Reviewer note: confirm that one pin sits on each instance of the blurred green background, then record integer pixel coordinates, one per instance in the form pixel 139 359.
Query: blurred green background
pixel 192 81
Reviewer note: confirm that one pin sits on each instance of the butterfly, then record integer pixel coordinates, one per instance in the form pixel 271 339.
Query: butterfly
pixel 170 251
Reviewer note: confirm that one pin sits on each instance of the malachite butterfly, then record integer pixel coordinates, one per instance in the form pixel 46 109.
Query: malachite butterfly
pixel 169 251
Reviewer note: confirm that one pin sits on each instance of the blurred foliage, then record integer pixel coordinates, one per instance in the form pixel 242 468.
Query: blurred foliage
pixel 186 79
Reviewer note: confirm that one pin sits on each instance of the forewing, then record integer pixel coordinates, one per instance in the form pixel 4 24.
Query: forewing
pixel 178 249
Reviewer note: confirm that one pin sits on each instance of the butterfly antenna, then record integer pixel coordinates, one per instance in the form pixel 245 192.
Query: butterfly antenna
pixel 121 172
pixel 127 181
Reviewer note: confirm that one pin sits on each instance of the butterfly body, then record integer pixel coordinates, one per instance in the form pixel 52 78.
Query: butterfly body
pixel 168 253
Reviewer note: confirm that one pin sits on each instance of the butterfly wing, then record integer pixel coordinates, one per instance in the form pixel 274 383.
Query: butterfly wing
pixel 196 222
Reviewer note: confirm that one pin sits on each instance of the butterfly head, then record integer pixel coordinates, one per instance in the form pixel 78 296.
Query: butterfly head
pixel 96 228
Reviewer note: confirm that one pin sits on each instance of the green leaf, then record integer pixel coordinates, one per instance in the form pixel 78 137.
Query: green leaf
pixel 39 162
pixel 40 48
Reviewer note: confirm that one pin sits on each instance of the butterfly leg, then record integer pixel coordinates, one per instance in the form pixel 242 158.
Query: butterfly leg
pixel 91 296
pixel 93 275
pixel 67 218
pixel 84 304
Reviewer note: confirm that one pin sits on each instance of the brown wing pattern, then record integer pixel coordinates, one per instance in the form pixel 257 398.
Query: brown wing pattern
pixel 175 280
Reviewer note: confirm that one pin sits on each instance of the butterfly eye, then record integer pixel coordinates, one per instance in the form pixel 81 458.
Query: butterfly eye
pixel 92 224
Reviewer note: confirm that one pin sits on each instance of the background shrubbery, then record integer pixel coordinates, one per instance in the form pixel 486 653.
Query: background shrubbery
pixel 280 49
◇ ◇ ◇ ◇ ◇
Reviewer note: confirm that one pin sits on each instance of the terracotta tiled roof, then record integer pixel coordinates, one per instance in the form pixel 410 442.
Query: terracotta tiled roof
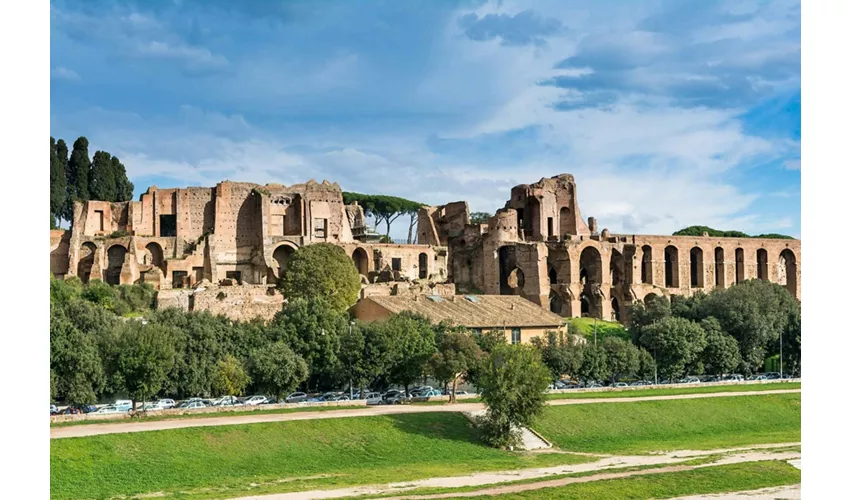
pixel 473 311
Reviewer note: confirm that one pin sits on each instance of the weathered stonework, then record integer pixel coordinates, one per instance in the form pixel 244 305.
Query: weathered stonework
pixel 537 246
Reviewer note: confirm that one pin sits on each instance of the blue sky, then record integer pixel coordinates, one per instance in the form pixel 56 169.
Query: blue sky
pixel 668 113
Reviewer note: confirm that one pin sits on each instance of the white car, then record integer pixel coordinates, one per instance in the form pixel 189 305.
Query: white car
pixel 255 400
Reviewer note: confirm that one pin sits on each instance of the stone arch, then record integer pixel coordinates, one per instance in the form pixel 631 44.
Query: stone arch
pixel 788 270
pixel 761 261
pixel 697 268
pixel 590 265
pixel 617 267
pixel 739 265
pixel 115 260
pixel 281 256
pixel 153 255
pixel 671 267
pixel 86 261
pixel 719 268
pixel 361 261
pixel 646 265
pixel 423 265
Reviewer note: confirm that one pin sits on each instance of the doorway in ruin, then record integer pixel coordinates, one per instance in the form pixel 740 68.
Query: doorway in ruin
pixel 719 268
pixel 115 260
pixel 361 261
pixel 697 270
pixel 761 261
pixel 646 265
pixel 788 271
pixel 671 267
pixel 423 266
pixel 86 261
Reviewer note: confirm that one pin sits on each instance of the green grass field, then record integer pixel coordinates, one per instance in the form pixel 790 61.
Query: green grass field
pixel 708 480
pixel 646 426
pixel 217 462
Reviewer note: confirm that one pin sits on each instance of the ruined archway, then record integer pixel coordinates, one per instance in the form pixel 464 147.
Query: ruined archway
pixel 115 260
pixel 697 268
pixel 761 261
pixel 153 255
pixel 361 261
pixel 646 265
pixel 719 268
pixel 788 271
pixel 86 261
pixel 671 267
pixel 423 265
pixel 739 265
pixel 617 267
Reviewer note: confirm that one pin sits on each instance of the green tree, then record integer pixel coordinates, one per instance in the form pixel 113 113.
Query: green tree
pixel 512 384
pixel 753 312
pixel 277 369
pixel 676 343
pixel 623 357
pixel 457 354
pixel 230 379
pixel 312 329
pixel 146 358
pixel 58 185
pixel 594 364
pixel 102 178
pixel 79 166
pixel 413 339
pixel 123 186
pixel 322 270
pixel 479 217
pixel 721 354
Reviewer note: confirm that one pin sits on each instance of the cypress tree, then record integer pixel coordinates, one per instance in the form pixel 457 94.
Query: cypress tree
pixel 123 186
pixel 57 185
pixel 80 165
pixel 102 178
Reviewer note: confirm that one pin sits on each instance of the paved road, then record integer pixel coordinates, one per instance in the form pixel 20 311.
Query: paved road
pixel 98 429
◇ ◇ ◇ ◇ ◇
Reproduce the records word for word, starting at the line containing "pixel 20 311." and ending with the line containing "pixel 98 429", including both of those lines.

Reviewer note: confirm that one pin sits on each instance of the paved road, then record integer pixel coordinates, one per instance in the form pixel 20 311.
Query: paved road
pixel 98 429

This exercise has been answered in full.